#### [What is asked]
Return each line of the records below word for word, omitting the pictures.

** begin Records to use **

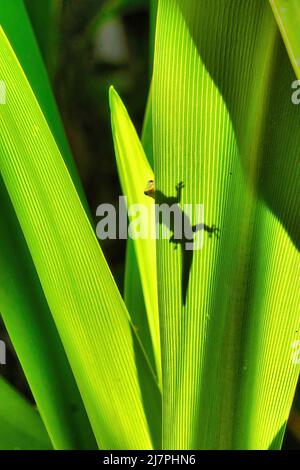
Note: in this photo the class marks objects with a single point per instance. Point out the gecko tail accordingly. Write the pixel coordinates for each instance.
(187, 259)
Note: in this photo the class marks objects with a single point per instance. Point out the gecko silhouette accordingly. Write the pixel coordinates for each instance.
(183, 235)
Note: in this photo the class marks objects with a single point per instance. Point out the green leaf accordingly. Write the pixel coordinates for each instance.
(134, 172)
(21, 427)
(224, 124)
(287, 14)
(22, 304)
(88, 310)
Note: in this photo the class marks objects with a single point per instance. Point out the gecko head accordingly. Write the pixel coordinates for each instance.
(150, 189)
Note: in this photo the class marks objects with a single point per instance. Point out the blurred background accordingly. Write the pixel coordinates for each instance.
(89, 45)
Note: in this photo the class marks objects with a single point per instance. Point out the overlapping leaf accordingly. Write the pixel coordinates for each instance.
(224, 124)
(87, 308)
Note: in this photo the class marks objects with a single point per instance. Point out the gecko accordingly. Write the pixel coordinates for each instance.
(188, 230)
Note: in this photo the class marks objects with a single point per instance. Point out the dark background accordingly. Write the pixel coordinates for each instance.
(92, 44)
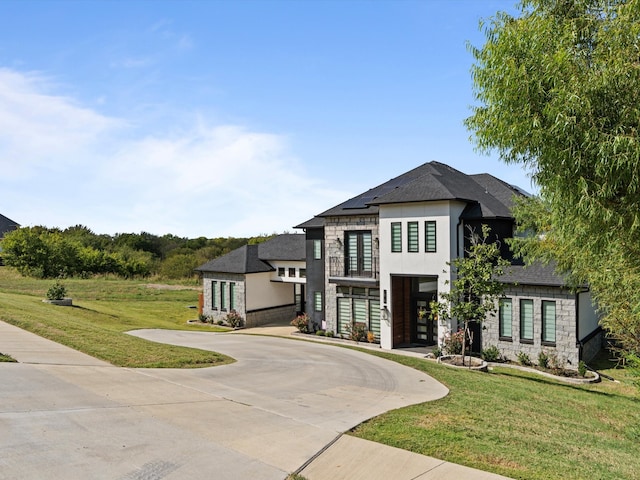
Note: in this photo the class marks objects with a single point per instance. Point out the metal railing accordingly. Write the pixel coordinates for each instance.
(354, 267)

** end Records to use **

#### [Solution to the problem]
Note: in this photo the class marks objects with a single point per instance. Point out the gecko tail accordingly. Write the pixel coordinates for each instance.
(187, 259)
Note: in this photo the class marks objects with a single point per instance. Point out the gecko silhouette accordingly. Write the pixel coordinates for each instance.
(183, 235)
Note: in this photo the class marks objects with a single point per instance. Point out the green leaf accordingly. Write the pixel coordinates for each instance.
(134, 172)
(21, 427)
(224, 124)
(287, 14)
(22, 304)
(88, 310)
Note: in this photo the class marks objects with a single point per instance. Point out the gecko head accordingly. Write the pixel coordinates for each instance.
(150, 189)
Note: in this photo the class marks objects with a single point per instance. Point out the blurred background accordingly. Write the pixel coordinates for each instance.
(89, 45)
Note: in this photo the class marks objects with a single point per instance. Point out the overlapping leaf accordingly. Write the pixel coordinates for each instance.
(224, 124)
(87, 308)
Note: in this photo the class marks objects with a single point per instance. Point out the gecko accordingly. Write the pixel coordinates for each instance.
(188, 230)
Note: in this photo the class marks objects with a single point per instance. Point out the dark background accordingly. Write the pixel coordinates for each instance.
(92, 44)
Note: in this photo the class marks objects with a single point per instance. Point out the metal railing accordingly. Write the pixel coordinates for each instance.
(354, 267)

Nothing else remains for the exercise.